_Records for processing_

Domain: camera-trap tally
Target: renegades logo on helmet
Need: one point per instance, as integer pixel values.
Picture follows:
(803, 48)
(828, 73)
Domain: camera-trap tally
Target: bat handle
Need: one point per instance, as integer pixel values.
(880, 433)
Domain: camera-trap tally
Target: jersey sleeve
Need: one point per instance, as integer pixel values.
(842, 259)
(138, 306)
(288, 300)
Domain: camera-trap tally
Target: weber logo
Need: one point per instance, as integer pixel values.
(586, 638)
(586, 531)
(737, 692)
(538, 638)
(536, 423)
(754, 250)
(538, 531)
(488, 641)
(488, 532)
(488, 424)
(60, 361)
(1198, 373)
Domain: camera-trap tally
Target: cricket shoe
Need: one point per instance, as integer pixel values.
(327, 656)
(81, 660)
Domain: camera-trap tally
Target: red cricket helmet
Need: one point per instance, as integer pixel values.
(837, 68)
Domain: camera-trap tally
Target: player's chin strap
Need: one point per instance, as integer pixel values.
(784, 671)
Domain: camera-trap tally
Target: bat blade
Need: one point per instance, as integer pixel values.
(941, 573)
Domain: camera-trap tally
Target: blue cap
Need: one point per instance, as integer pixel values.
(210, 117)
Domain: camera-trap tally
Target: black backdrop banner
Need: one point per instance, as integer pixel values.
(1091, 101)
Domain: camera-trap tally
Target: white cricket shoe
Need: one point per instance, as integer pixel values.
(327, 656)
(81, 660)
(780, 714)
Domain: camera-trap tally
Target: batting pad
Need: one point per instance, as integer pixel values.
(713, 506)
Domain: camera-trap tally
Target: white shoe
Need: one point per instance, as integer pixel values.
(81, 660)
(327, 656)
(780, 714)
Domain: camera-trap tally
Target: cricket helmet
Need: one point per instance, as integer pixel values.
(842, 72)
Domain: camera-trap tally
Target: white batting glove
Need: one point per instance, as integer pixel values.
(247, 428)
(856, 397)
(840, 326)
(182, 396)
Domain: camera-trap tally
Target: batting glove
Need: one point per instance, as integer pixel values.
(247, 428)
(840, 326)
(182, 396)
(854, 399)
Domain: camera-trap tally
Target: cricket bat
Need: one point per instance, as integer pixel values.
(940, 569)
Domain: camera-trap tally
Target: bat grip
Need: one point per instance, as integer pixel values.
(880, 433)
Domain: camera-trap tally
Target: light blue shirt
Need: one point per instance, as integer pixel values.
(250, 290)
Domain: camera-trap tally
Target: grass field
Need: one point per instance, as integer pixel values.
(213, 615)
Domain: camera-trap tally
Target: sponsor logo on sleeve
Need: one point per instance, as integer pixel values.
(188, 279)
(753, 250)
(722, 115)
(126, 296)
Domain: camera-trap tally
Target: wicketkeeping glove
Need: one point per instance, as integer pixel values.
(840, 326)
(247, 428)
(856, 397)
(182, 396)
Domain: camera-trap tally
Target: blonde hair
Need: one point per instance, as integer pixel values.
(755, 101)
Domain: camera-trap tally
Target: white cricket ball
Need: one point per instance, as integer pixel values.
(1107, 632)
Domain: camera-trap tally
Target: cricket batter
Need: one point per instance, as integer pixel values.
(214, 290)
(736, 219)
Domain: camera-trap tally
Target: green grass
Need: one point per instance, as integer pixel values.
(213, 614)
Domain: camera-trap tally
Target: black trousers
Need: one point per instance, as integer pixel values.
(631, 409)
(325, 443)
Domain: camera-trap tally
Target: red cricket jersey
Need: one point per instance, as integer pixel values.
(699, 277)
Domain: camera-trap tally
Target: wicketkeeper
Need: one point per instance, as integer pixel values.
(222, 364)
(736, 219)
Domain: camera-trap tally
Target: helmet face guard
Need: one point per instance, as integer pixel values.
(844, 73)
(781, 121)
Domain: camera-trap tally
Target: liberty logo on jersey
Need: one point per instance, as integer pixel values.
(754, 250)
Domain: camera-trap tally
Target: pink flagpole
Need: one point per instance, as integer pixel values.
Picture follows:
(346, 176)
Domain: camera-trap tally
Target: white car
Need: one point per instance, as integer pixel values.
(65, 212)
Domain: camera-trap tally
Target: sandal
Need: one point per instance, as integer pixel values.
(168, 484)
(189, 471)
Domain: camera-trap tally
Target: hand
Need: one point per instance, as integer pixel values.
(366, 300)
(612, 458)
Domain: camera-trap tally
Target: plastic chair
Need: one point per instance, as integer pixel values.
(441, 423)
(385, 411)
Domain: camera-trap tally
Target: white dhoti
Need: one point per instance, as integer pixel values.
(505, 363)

_Task prompt_
From the records above, retype only the lines starting at the line that contains "Target: wicketkeeping glove" and ending at the line that contains "Target: pink flagpole", both included.

_Task answer_
Target: wicketkeeping glove
Need: one point per instance, as integer pixel values.
(840, 326)
(247, 428)
(856, 397)
(182, 396)
Domain: camera-trap tally
Target: blonde hair
Need: one point per instance, as integer pixel values.
(755, 101)
Domain: camera-trap tally
Target: white cricket ball
Need: one point per instance, as integer pixel values.
(1107, 632)
Domain: camera-trap tally
Target: cricket batter
Need: one point per instance, as integer pixel values.
(214, 290)
(736, 219)
Domain: camera-trap tally
Target: green grass
Need: one point per instance, as integer pixel values.
(213, 614)
Domain: camera-trap tally
Target: black trousers
Need: one point per instance, as integer pixel values.
(631, 409)
(325, 443)
Domain: camera-trap tally
Target: red cricket jersey
Need: one point per instance, as integer pixel values.
(699, 277)
Domain: camera-trap tally
Target: wicketkeeper
Need: one point per instance, as integer pixel values.
(222, 364)
(736, 219)
Domain: camera-trap tally
Target: helmet face guard
Need: one point per instance, as integer pixel values.
(844, 73)
(781, 121)
Domain: camera-trap tally
Target: liberty logo on jersey
Need: one point per instance, as integer pixel values.
(754, 250)
Domain: camera-trap tally
Target: pink flagpole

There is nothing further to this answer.